▶ Text extract:
They are significantly better than the wells we were turning on during the first three quarters in 2017; whether it's our southern DJ Basin acreage on the Western Gas System where the Triple Creek wells, if we strip out the impact of high line pressures, these wells are producing well in excess of our type curves; second our Greeley acreage is something really special as it is producing in excess of our 50% enhanced type curve where we get the added capital efficiency from using our less expensive standard completion design to get similar levels of production.

This concludes management’s prepared remarks. Thank you for participating on our call today. Operator, I would now like to turn the call over to the Q&A session..

Operator

Thank you [Operator Instructions]. Thank you and our first question comes from the line of Welles Fitzpatrick with SunTrust. Your line is open..

Welles Fitzpatrick

Can you talk about, I mean jumping to the second Hawkeye well.

Can you talk about how you guys completed that differently than the first? And if you had any change in the way you were flowing it back?.

Mark Erickson

First of all, the second well in Hawkeye was a longer lateral than the first one. As far as the completion design wins, we try to keep the profit loading relatively the same to what the first well was. But we did end up pumping a little bit more water, more fluid heavy design on the second well than we did the original well..

Welles Fitzpatrick

And so presumably with the longer lateral just like we like we see in the core of the basin, you would expect those to maybe come on a shade lower on a per foot basis, but that holding stronger?.

Mark Erickson

Yes, that’s typically what we see in the areas further north, like in Windsor, the shorter the lateral usually the higher the per 1,000 foot IPs are in the first 30, 60, 90 days.

But the difference with the longer laterals is they typically have a shallower effective decline and that’s something that will come out after six to nine months of production..

Welles Fitzpatrick

And then one last one, the $70 million of divestitures.

I don’t suppose there’s any acreage numbers that you guys would be willing to share with us today on that?.

Russell Kelley

We can’t give the details of those until they close. But we can assure you it’s very much in line with what we’ve signaled to the market. This is going to be non-strategic assets, very far back in the drilling inventory. And as we mentioned in our press release, would have no impact on guidance. This is stuff that we’re very pleased with the outcome..

Operator

Thank you. And our next question comes from the line of Paul Grigel with Macquarie. Your line is open..

Paul Grigel

I guess first is on line pressures for a second. Could you guys discuss through the 2018 budgeting and guidance process, how you worked in.

Your assumptions around the impacts of line pressures you are determining and your confidence into where those are performing relative to your expectations at this point in time?.

Mark Erickson

So for the phase production of the PDP that we turned on mostly in 2017, that is going into the constrained midstream systems. We have budgeted and forecasted that, as though it would be constrained.

So the newer wells that we’ve been turning on, mostly at the end of the fourth quarter and then everything in the first quarter and virtually everything in the second quarter, will be going into the western system, which will not have any line pressure constraint. Page nine is a good example showing the difference between those wells in each area..

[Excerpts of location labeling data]
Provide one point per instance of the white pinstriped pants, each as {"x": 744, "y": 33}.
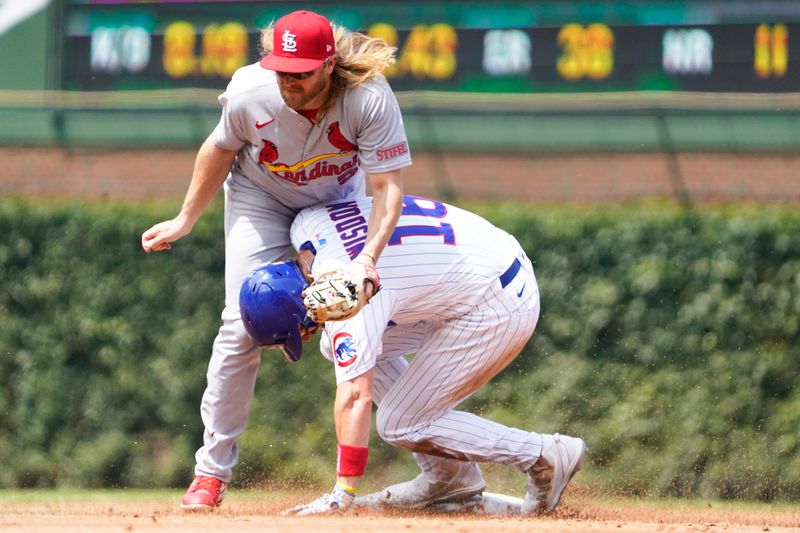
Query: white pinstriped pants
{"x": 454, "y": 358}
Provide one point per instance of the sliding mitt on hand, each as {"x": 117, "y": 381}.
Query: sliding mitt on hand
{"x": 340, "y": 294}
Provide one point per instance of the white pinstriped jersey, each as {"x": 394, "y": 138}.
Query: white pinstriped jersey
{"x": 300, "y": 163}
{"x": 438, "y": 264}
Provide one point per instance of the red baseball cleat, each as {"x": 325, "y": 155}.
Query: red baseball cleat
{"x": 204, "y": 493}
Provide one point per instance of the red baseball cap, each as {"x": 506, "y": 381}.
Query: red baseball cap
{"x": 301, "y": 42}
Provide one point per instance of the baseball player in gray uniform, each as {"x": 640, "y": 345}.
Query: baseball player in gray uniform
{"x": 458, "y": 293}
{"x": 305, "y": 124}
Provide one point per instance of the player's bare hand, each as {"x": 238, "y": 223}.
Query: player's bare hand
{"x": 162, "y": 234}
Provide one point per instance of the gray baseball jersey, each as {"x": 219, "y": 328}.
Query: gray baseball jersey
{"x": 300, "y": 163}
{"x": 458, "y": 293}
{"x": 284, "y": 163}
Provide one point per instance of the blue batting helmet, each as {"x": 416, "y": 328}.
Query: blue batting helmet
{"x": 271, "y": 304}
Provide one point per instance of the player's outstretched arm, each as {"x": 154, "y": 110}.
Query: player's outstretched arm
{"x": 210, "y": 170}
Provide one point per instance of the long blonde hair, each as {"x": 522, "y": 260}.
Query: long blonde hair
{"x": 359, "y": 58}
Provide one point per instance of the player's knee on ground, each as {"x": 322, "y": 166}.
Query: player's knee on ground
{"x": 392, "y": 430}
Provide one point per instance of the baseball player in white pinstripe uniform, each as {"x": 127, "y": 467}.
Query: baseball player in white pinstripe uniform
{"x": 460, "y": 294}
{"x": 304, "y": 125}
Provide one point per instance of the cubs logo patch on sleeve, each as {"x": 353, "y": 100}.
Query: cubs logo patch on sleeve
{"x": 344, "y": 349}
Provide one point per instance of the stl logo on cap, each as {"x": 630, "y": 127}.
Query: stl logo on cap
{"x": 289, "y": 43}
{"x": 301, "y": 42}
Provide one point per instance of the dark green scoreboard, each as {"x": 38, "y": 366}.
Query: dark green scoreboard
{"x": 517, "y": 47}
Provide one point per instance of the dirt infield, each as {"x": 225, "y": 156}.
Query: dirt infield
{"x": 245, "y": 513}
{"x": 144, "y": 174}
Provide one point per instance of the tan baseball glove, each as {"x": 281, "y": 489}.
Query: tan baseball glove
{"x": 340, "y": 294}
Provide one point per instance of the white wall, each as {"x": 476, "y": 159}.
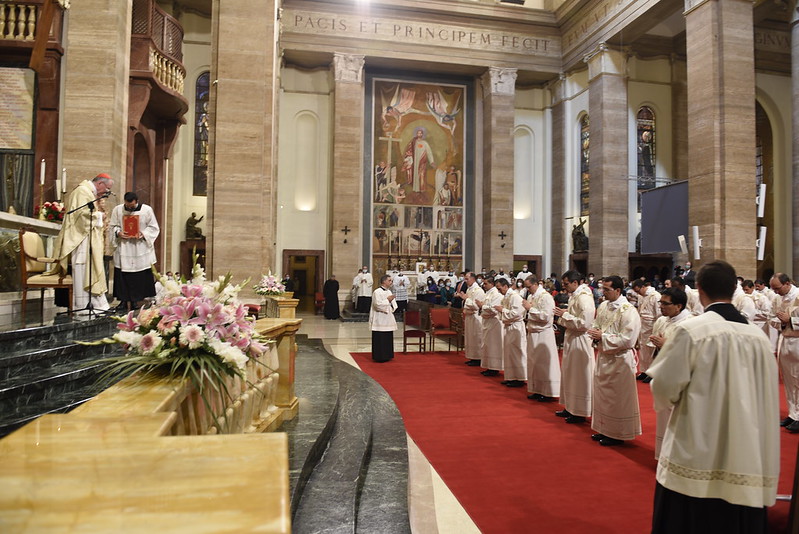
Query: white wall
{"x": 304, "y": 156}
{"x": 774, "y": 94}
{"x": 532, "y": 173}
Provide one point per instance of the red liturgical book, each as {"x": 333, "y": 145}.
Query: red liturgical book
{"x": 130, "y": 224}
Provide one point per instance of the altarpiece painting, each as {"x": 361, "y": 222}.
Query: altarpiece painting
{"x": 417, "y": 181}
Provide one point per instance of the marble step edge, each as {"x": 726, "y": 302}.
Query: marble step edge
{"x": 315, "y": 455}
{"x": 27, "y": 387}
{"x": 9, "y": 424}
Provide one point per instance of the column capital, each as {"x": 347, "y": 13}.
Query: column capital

▶ Written task: Continue the DJ Basin earnings call transcript, picking up after its final sentence.

▶ Response:
Paul Grigel

And I guess changing tones to the cash flow. You made the comment that the cash flow neutrality could be pulled forward if occurred prices stay higher and the focus on that. And Rusty you mentioned in the prepared remarks focusing on getting that down.

Is that the first priority, and what goal should we be thinking of there? And just the order of priorities for any excess cash flow that does come, be it asset sale proceeds or higher commodity prices?.

Russell Kelley

I would say that we're in the enviable position that what's current commodity price levels, that we expect to have start bringing up cash flow in the back half of 2018 and with considerable free cash flow going forward. At this cycle of our company, we’ve had a lot of discussions about this.

And I think when you look at our management incentives, we’re very much incentivized to be very shareholders friendly and that includes returning capital to investors. When we look at it at this stage of our company, number one priority is strengthen the balance sheet.

And after we get that done we think at this stage of our company that share repurchases would be the best path to follow..

Paul Grigel

And is there an explicit leverage goal or an area where you guys at least aim to get to first before opening or broadening, is that also within that incentive plan as well?.

Russell Kelley

We’ve signaled to the market that we're targeting 1.5 net debt ratio by the end of the year. That’s also one of our management incentives. Although, the board has actually made it much tighter than that and we don’t disagree with the Board..

Operator

Thank you. And our next question comes from the line of David Deckelbaum with KeyBanc. Your line is open..

David Deckelbaum

Matt, I think in your prepared remarks and the slide deck, you guys highlighted the performance for unconstrained wells. I guess, one in the Triple Creek area and Greeley, and the others going into Western Gas.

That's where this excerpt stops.